• [Exercise goal] Everything from the line containing "Where can the wheel" to the last line of the data below should be copied word for word, and nothing else.

----------------

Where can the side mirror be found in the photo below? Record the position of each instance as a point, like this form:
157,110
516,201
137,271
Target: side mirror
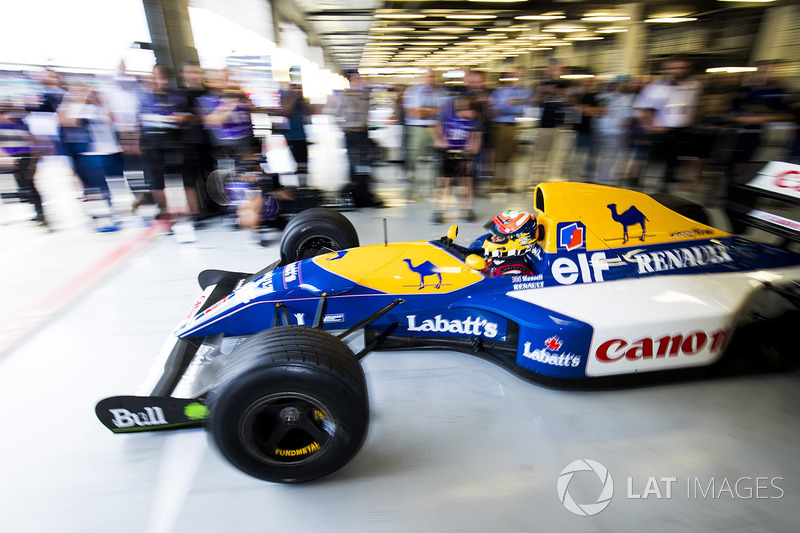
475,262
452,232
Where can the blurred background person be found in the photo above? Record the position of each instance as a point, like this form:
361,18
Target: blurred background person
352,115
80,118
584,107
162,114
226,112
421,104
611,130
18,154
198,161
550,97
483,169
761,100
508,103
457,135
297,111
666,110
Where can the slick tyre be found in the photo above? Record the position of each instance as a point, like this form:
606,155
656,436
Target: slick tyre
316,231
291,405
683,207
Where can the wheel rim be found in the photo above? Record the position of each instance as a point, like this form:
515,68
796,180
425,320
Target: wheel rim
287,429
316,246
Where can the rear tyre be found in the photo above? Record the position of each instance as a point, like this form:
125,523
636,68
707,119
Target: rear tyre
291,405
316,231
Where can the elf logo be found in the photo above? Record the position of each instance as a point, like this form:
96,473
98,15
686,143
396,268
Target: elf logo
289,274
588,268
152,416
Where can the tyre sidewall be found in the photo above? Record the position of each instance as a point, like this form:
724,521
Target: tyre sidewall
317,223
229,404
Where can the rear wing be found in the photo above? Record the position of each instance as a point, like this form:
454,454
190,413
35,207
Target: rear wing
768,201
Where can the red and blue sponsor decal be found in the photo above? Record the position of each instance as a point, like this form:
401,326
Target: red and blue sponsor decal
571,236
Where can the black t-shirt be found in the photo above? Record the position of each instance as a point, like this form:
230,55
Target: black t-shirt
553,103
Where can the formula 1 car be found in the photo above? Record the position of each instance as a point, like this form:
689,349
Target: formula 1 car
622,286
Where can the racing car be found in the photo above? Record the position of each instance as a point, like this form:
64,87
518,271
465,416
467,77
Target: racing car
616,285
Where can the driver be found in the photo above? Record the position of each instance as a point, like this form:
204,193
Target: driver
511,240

----------------

• [Task output]
Where can the wheel rim be found in the photo above? Record the position of each instance as a point, like this form:
515,68
796,180
425,320
Target: wheel rim
287,429
316,246
Where can the rear tyre be found in the photo above? Record the position of each instance as a point, like this form:
125,523
636,68
707,119
Target: rear tyre
291,405
316,231
Where can the elf logo be found in the photo above? Record the position of each instance as a point, like this form:
96,473
98,15
686,143
396,268
Target: elf logo
289,274
588,268
152,416
Where can the tyre sidewall be found in the photo above? Record the position of each instance as a point, like this form:
724,521
Target: tyre sidewall
317,223
229,404
Where can the rear wing be found in the photo above? Record the position of each instance as a point, like this form:
454,454
190,413
35,207
Target: rear wing
768,201
Where can the red and blue sponsor decal be found in the photo above? Record the position of each instance as a point, like this form:
401,326
Target: red and blue sponsor decal
571,236
Where can the black t-shirt be found in the photo above? Record the position of each instance as a point, like this form:
230,55
Target: black t-shirt
553,103
Where can the formula 1 car be found in the photo above? Record the position of each instance as a point, like this form:
689,349
Target: formula 1 car
622,286
Where can the racing car be found in the photo above? Record the position of each instance as a point, like this form:
64,87
518,271
465,416
467,77
Target: racing car
616,285
Where can the driver be found in the photo above? Record the position of each instance as a point, like this form:
204,193
Target: driver
511,240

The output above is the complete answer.